AUSGANGSTEXT -
>>

Chronische Krankheiten zermürben psychisch - bei so vielen Punkten. 

 

Am Anfang war es in mir die eigene Ungeduld, die dafür sorgte, dass ich mich nie wirklich zur "Ruhe" bringen konnte. Es gab immer den Antrieb, zurück zum alten Leben zu finden, zurück zur "alten Claudia". Anfangs konnte ich mir noch nicht einmal vorstellen, dass ich länger als vielleicht vier Woche krank sein könnte. Ich glaube, drei Wochen war auch die längste Zeit bis dato, die ich bis dato an einem Stück arbeitsunfähig geschrieben war. 

 

Und dann vergingen die Wochen (die Ungeduld wuchs), es vergingen die Monate (der Frust stieg) und dann kam der Wiedereingliederungsversuch und er scheiterte .. es war wie ein "Aufgeben", ein "Scheitern", eine schreckliche Niederlage. Psychisch schwer zu verarbeiten.. Doch ich schaffte es, diese eigene Kämpferenergie umzupolen:

Von der Wut gegen sich selbst ...

Zu Ostern 2021 hatte ich meine Corona-Infektion und es dauerte Wochen (mit kurzem Krankenhausaufenthalt), bis ich das Gefühl hatte, Corona überstanden zu haben. 

 

Doch dieses Schwächegefühl blieb - und Brustschmerzen während kleinster, minimaler Anstrengungen. Während ich also körperlich noch absolut labil war und mein Körper mir eigentlich sämtliche Signale schickte, mich richtig richtig auszukurieren, (Reminder Leute: Kuriert euch aus, nehmt euch die Zeit zum Genesen!) steckte ich all meine Energie darein, mich zu "pushen" und endlich wieder "fit" zu sein. Ich konnte mir damals null vorstellen, dass Corona der Anfang eines komplett neuen Kapitels in meinem Leben wäre, dass ich (bis heute) nicht wieder zurück bin in meinem "alten" Leben und gar nicht mehr die "alte" Claudia komplett sein möchte.

<<

ZU ERLEDIGEN -
(1) Übersetze den Satz „Zu Ostern 2021 hatte ich meine Corona-Infektion und es dauerte Wochen (mit kurzem Krankenhausaufenthalt), bis ich das Gefühl hatte, Corona überstanden zu haben.“ aus dem Text über chronische Krankheit ins Englische.
(2) Zu welcher Zeit im Jahr 2021 hatte die erzählende Person laut dem Text über chronische Krankheit ihre Corona-Infektion?
(3) Greif den Text über chronische Krankheit nach Corona wieder auf und schreib ihn im Anschluss an seinen letzten Satz weiter.
Das folgende Material stammt aus einer anderen Quelle.

Gesammelte Dateneinträge
>>

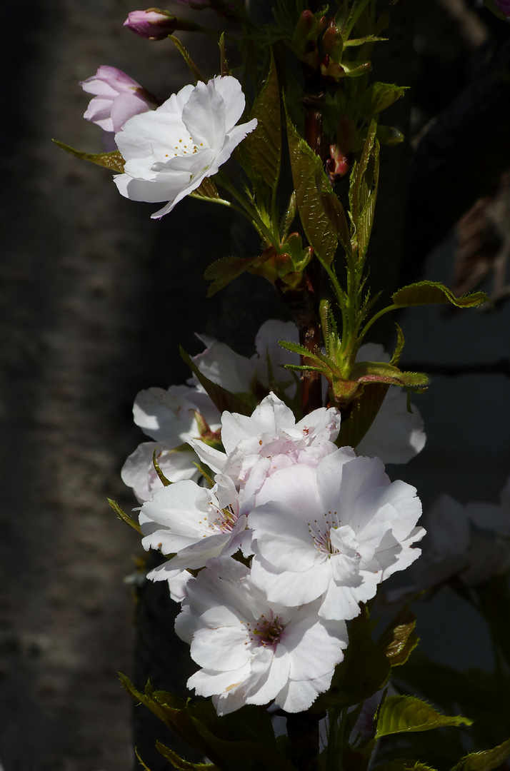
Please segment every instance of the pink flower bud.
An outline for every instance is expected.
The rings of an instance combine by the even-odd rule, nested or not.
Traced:
[[[83,91],[95,94],[83,117],[103,130],[106,150],[117,150],[113,135],[129,118],[158,105],[155,96],[117,67],[102,65],[96,75],[82,80],[79,85]]]
[[[160,11],[131,11],[123,26],[148,40],[164,40],[174,34],[179,21],[177,16]]]

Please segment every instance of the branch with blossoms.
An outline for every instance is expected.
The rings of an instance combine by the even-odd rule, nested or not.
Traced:
[[[84,116],[103,129],[104,152],[57,144],[114,170],[123,196],[157,204],[154,219],[187,196],[236,212],[259,252],[211,264],[209,296],[248,271],[272,284],[293,322],[267,321],[251,359],[201,337],[201,354],[181,352],[187,385],[148,389],[135,400],[135,422],[151,440],[122,471],[141,504],[138,520],[110,503],[141,533],[144,548],[165,557],[147,577],[166,582],[181,603],[175,631],[198,666],[187,687],[207,701],[150,683],[142,692],[123,676],[123,684],[208,760],[188,762],[158,742],[177,769],[366,771],[374,759],[385,771],[424,769],[427,749],[409,736],[449,727],[461,738],[438,768],[451,761],[459,771],[490,771],[510,756],[506,735],[488,739],[474,729],[464,747],[473,713],[469,703],[465,716],[455,713],[461,692],[446,713],[416,695],[427,695],[413,665],[420,654],[410,603],[445,582],[468,595],[494,632],[499,677],[508,682],[508,643],[485,599],[488,582],[510,564],[508,490],[498,513],[485,518],[442,500],[418,559],[425,530],[417,490],[384,468],[424,446],[410,396],[428,379],[400,369],[398,325],[390,353],[370,342],[372,327],[410,306],[487,301],[430,281],[391,288],[383,301],[370,294],[380,148],[390,152],[403,138],[380,116],[405,89],[369,77],[393,3],[339,0],[330,9],[277,0],[265,25],[240,0],[184,4],[228,23],[221,74],[206,82],[174,36],[210,34],[206,28],[160,8],[132,12],[124,25],[149,40],[170,39],[194,83],[160,103],[124,72],[100,66],[81,86],[93,95]],[[234,45],[238,77],[226,56]],[[224,167],[231,157],[237,176]],[[481,562],[473,526],[488,530]],[[451,554],[444,527],[461,534]],[[411,577],[374,638],[381,584],[399,571]],[[501,586],[500,594],[502,603]],[[390,594],[387,601],[397,601]],[[396,759],[403,741],[412,760]]]

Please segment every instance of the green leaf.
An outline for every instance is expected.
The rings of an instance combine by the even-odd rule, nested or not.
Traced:
[[[404,142],[405,136],[394,126],[383,126],[377,123],[377,139],[381,144],[396,145]]]
[[[420,763],[419,760],[393,760],[378,766],[376,771],[435,771],[435,769]]]
[[[120,681],[137,702],[221,771],[296,771],[277,749],[271,717],[264,707],[248,705],[218,717],[211,702],[194,704],[166,691],[154,691],[150,683],[141,693],[123,675]]]
[[[346,251],[350,251],[350,235],[347,218],[338,196],[333,190],[323,193],[321,203],[336,237]]]
[[[372,83],[366,89],[361,102],[361,113],[370,120],[374,113],[390,107],[397,99],[404,96],[404,86],[393,83]]]
[[[386,685],[390,666],[387,657],[372,639],[376,625],[363,606],[350,623],[344,659],[335,669],[329,691],[314,702],[312,711],[358,704]]]
[[[484,5],[488,8],[489,11],[491,11],[495,16],[498,19],[502,19],[503,21],[506,21],[506,15],[503,13],[502,9],[496,5],[495,0],[484,0]]]
[[[200,369],[189,356],[182,346],[179,348],[181,355],[188,365],[193,374],[198,380],[201,386],[204,387],[205,392],[212,399],[214,404],[219,409],[220,412],[228,409],[231,412],[241,412],[241,415],[251,415],[253,412],[254,406],[248,401],[237,394],[231,393],[222,386],[218,386],[212,380],[206,378],[205,375],[201,372]]]
[[[199,80],[203,80],[204,82],[206,82],[205,78],[202,76],[201,72],[198,69],[198,67],[194,63],[194,62],[193,61],[193,59],[191,59],[189,53],[187,52],[184,46],[182,45],[179,39],[176,38],[175,35],[169,35],[168,37],[172,41],[172,42],[177,48],[177,51],[184,59],[184,62],[189,67],[190,72],[191,72],[191,75],[194,78],[195,86],[197,85],[197,82]]]
[[[370,383],[350,405],[347,416],[342,416],[340,433],[335,444],[339,447],[356,447],[376,419],[390,386]]]
[[[172,484],[172,483],[170,481],[170,480],[167,479],[167,477],[165,476],[165,475],[161,471],[161,469],[160,468],[160,464],[157,463],[157,458],[156,458],[156,453],[157,453],[158,449],[159,449],[158,447],[156,447],[156,449],[154,449],[154,452],[152,453],[152,465],[154,466],[154,471],[156,472],[156,473],[159,476],[160,482],[161,483],[161,484],[163,485],[163,487],[167,487],[169,485]]]
[[[314,251],[329,264],[336,251],[335,228],[324,210],[322,196],[333,193],[323,162],[302,139],[287,116],[287,133],[298,211]]]
[[[156,742],[156,749],[172,764],[174,769],[179,769],[180,771],[202,771],[203,769],[220,771],[218,766],[213,766],[212,763],[191,763],[174,752],[173,749],[165,747],[164,744],[161,744],[160,742]]]
[[[144,769],[145,771],[150,771],[150,769],[149,768],[149,766],[146,763],[144,763],[144,761],[142,760],[142,759],[140,758],[140,755],[138,754],[138,750],[137,750],[137,749],[136,747],[134,748],[134,754],[137,756],[137,758],[138,759],[138,762],[139,762],[140,765],[142,766],[142,768]]]
[[[390,696],[380,709],[376,737],[430,731],[444,726],[471,726],[472,722],[461,715],[441,715],[430,704],[414,696]]]
[[[372,159],[371,159],[372,160]],[[358,251],[360,257],[363,258],[368,249],[368,243],[372,234],[372,225],[373,224],[373,216],[375,214],[376,199],[377,197],[377,185],[379,183],[379,143],[376,140],[373,156],[373,169],[372,163],[367,167],[367,177],[370,180],[367,180],[369,187],[366,203],[363,206],[357,224],[357,240]]]
[[[112,500],[111,498],[106,498],[106,500],[108,501],[108,503],[110,503],[112,509],[113,510],[113,511],[117,515],[120,520],[122,520],[123,522],[125,522],[126,524],[130,526],[130,527],[133,527],[133,530],[136,530],[137,533],[142,532],[138,523],[136,522],[132,517],[130,517],[129,514],[127,514],[125,511],[123,511],[123,510],[120,508],[117,501]]]
[[[359,78],[362,75],[368,75],[372,69],[370,62],[362,62],[360,64],[359,62],[346,62],[343,59],[341,66],[348,78]]]
[[[250,119],[257,127],[242,143],[252,168],[270,187],[278,183],[282,160],[282,120],[276,66],[272,56],[271,69],[261,93],[255,100]]]
[[[399,689],[404,686],[406,690],[417,691],[446,709],[454,710],[460,705],[463,712],[476,719],[474,730],[484,722],[488,729],[493,729],[494,716],[490,717],[487,710],[487,704],[494,704],[495,698],[491,673],[475,668],[460,672],[438,664],[418,649],[393,672],[393,678]],[[503,709],[505,705],[506,699],[503,699],[498,706]]]
[[[471,752],[461,758],[451,771],[491,771],[510,757],[510,739],[492,749]]]
[[[402,332],[400,325],[395,323],[395,326],[397,327],[397,345],[395,346],[393,355],[391,357],[391,361],[390,362],[390,364],[391,364],[393,367],[398,366],[398,362],[400,360],[400,355],[402,354],[402,349],[404,348],[404,345],[406,342],[404,337],[404,332]]]
[[[392,299],[398,308],[448,302],[457,308],[473,308],[475,305],[481,305],[482,302],[489,301],[487,295],[482,291],[455,297],[451,290],[440,281],[418,281],[417,284],[410,284],[402,289],[398,289],[394,295],[392,295]]]
[[[420,390],[426,389],[429,382],[423,372],[403,372],[386,362],[356,362],[349,377],[360,383],[388,383]]]
[[[124,159],[118,150],[113,153],[82,153],[81,150],[69,147],[69,145],[64,144],[63,142],[59,142],[58,140],[52,140],[52,141],[61,150],[65,150],[66,153],[70,153],[71,155],[76,156],[81,160],[90,160],[91,163],[103,166],[105,169],[117,171],[119,174],[123,173]]]
[[[415,625],[416,616],[406,605],[390,622],[377,641],[377,648],[386,655],[392,667],[405,664],[417,645]]]
[[[218,188],[210,177],[206,177],[199,187],[190,193],[192,198],[201,198],[203,200],[211,200],[224,206],[231,206],[229,200],[222,198],[218,192]]]

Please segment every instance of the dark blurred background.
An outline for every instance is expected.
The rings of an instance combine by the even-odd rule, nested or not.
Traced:
[[[384,150],[391,190],[380,206],[404,212],[407,200],[407,225],[390,241],[390,221],[379,215],[373,275],[382,288],[387,275],[391,290],[398,253],[409,280],[426,275],[459,291],[481,281],[497,301],[485,315],[405,314],[403,363],[508,359],[510,197],[502,175],[510,167],[510,26],[469,0],[401,0],[395,8],[402,26],[384,66],[387,79],[412,86],[395,119],[408,125],[411,143],[394,168],[397,156]],[[275,312],[272,295],[253,277],[205,299],[204,269],[231,254],[223,210],[187,199],[151,221],[153,204],[122,198],[106,170],[51,142],[100,151],[100,130],[81,117],[89,96],[78,86],[100,64],[126,71],[160,99],[190,82],[169,42],[123,29],[133,9],[128,0],[27,0],[0,12],[5,771],[130,767],[131,702],[117,672],[133,672],[135,603],[123,579],[141,549],[106,498],[136,505],[119,476],[141,440],[132,402],[140,388],[184,382],[178,344],[197,352],[195,331],[249,353],[260,323]],[[218,72],[214,38],[181,39],[206,76]],[[429,392],[415,397],[426,448],[390,475],[416,484],[426,506],[443,491],[495,502],[510,473],[509,383],[502,374],[434,375]],[[436,614],[428,622],[424,614],[426,638]],[[452,633],[465,641],[475,622],[460,618],[454,614]],[[475,643],[461,646],[468,663],[480,655],[473,634]],[[433,652],[448,659],[448,645]]]

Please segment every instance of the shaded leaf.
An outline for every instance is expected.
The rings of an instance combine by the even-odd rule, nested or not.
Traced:
[[[417,645],[415,625],[416,616],[406,605],[390,622],[377,641],[377,648],[384,653],[392,667],[405,664]]]
[[[497,16],[498,19],[501,19],[504,22],[506,21],[506,15],[496,5],[495,0],[484,0],[484,5],[485,8],[488,8],[489,11],[491,11],[495,16]]]
[[[369,86],[361,102],[361,112],[370,120],[374,113],[380,113],[390,107],[397,99],[404,96],[404,86],[393,83],[376,82]]]
[[[346,62],[343,59],[341,66],[348,78],[359,78],[362,75],[367,75],[372,69],[370,62],[360,64],[358,62]]]
[[[347,218],[343,207],[333,190],[323,193],[320,197],[324,211],[326,214],[336,237],[346,251],[350,251],[350,235]]]
[[[379,183],[379,143],[377,140],[373,147],[373,169],[370,167],[367,168],[367,172],[370,175],[370,181],[367,180],[366,183],[369,188],[368,196],[357,223],[357,241],[360,257],[364,257],[366,254],[368,243],[372,234],[373,216],[375,214],[377,186]]]
[[[113,150],[113,153],[82,153],[81,150],[69,147],[69,145],[64,144],[63,142],[59,142],[58,140],[52,140],[52,141],[58,147],[60,147],[61,150],[65,150],[66,153],[70,153],[71,155],[76,156],[76,158],[79,158],[81,160],[89,160],[91,163],[103,166],[105,169],[110,169],[110,171],[117,171],[120,174],[123,173],[124,159],[118,150]]]
[[[377,136],[381,144],[396,145],[404,142],[405,136],[394,126],[377,124]]]
[[[335,444],[339,447],[356,447],[366,434],[388,392],[386,383],[370,383],[349,405],[348,413],[342,413],[340,433]]]
[[[368,128],[361,157],[359,161],[354,163],[351,173],[349,202],[350,204],[351,219],[356,230],[360,217],[365,208],[369,194],[373,189],[375,167],[373,166],[373,160],[372,164],[370,164],[370,158],[373,157],[373,149],[376,141],[377,130],[377,124],[375,120],[372,120]]]
[[[410,305],[433,305],[437,303],[451,303],[457,308],[473,308],[482,302],[488,302],[488,298],[482,291],[471,292],[463,297],[455,297],[448,287],[440,281],[418,281],[410,284],[392,295],[394,304],[399,308]]]
[[[377,771],[434,771],[434,769],[418,760],[393,760],[378,766]]]
[[[510,757],[510,739],[492,749],[471,752],[454,766],[452,771],[491,771]]]
[[[164,744],[161,744],[160,742],[156,742],[156,749],[172,764],[174,768],[179,769],[180,771],[202,771],[204,769],[219,771],[218,766],[213,766],[212,763],[191,763],[174,752],[173,749],[165,747]]]
[[[393,733],[430,731],[444,726],[471,726],[472,720],[461,715],[441,715],[414,696],[390,696],[381,705],[376,737]]]
[[[161,483],[161,484],[163,485],[163,487],[167,487],[169,485],[172,484],[172,483],[170,481],[170,480],[167,479],[167,477],[165,476],[165,475],[161,471],[161,469],[160,468],[160,464],[157,463],[157,457],[156,457],[157,451],[158,451],[158,448],[156,447],[156,449],[154,449],[154,452],[152,453],[152,465],[154,466],[154,471],[156,472],[156,473],[159,476],[160,482]]]
[[[272,57],[269,74],[250,114],[252,118],[257,119],[257,127],[243,140],[242,151],[253,170],[266,184],[274,187],[280,173],[282,120],[278,75]]]
[[[364,606],[349,627],[349,645],[343,662],[335,668],[331,686],[314,702],[314,712],[329,707],[348,707],[372,696],[390,675],[388,658],[372,639],[377,621],[370,621]]]
[[[359,383],[381,382],[410,389],[426,389],[428,377],[423,372],[403,372],[386,362],[356,362],[350,378]]]
[[[266,251],[258,257],[224,257],[213,262],[204,273],[204,278],[212,281],[207,296],[212,297],[245,271],[262,267],[270,257]]]
[[[322,196],[333,193],[333,188],[320,158],[299,136],[289,117],[287,133],[299,217],[310,246],[329,264],[336,251],[337,237],[324,210]]]
[[[406,342],[404,337],[404,332],[402,332],[400,325],[396,323],[395,326],[397,327],[397,345],[395,346],[393,355],[391,357],[391,361],[390,362],[390,364],[391,364],[393,367],[397,367],[398,365],[398,362],[400,360],[400,355],[402,354],[402,349],[404,348],[404,345]]]
[[[126,524],[130,526],[130,527],[133,527],[133,530],[136,530],[137,533],[142,532],[141,528],[138,524],[138,523],[135,520],[133,520],[132,517],[130,517],[129,514],[127,514],[125,511],[123,511],[123,510],[120,508],[120,507],[119,506],[119,504],[117,503],[116,500],[112,500],[111,498],[106,498],[106,500],[108,501],[110,507],[112,507],[112,509],[113,510],[113,511],[117,515],[120,520],[122,520],[123,522],[125,522]]]
[[[209,701],[185,701],[166,691],[154,691],[150,683],[141,693],[123,675],[120,681],[136,701],[144,704],[177,736],[209,758],[213,768],[217,766],[221,771],[295,771],[278,751],[271,717],[264,707],[248,705],[219,717]],[[239,739],[240,736],[243,739]],[[191,765],[191,768],[194,767]]]
[[[222,198],[218,192],[218,188],[210,177],[206,177],[199,187],[190,193],[192,198],[201,198],[205,200],[214,201],[224,206],[230,206],[230,201]]]
[[[241,415],[252,414],[254,406],[251,403],[251,401],[248,402],[248,400],[245,399],[242,396],[231,393],[230,391],[227,391],[222,386],[218,386],[218,383],[209,380],[203,372],[201,372],[191,357],[186,353],[182,346],[180,347],[179,351],[181,357],[195,375],[201,386],[204,387],[205,392],[211,397],[220,412],[223,412],[225,409],[228,409],[231,412],[241,412]]]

<<

ANTWORTEN -
(1) At Easter 2021 I had my COVID infection, and it took weeks (with a short hospital stay) before I felt I had gotten over COVID.

(2) Zu Ostern 2021.

(3)
 

Im Mai schon wollte ich zurück in den Job (jaa ich wähle bewusst das Wording "schon", auch wenn manche sich vielleicht denken: gesamter April krank und dann Mai erst wieder Arbeiten, ist doch schon eine lange Zeitspanne). Zum Glück wusste ich von einer Kollegin, dass ich über stufenweise Wiedereingliederung (Hamburger Modell) schrittweise in den Job zurück kann und nicht gleich von Woche 1 an meine volle Wochenzeit leisten brauche. Ich glaube ich startete mit 4 Stunden pro Tag und dann sollte es in Woche 2 schon mehr Stunden sein. Aber im Endeffekt hielt ich nicht lange durch. Ich habe versucht, die gesamte Woche durchzuhalten, aber von Tag zu Tag ging es mir schlechter.. Am Ende gab es einen riesigen Crash, von dem ich mich ein Jahr nicht mehr erholte - ich konnte DANACH nicht mehr lange lesen, ich konnte DANACH weniger als eine Stunde pro Tag mich konzentrieren.. zehn Minuten gingen dann auf einmal nur noch.. so viele Dinge, die vor dem Crash sogar noch gingen und nach dem Crash einfach mal wesentlich weniger waren.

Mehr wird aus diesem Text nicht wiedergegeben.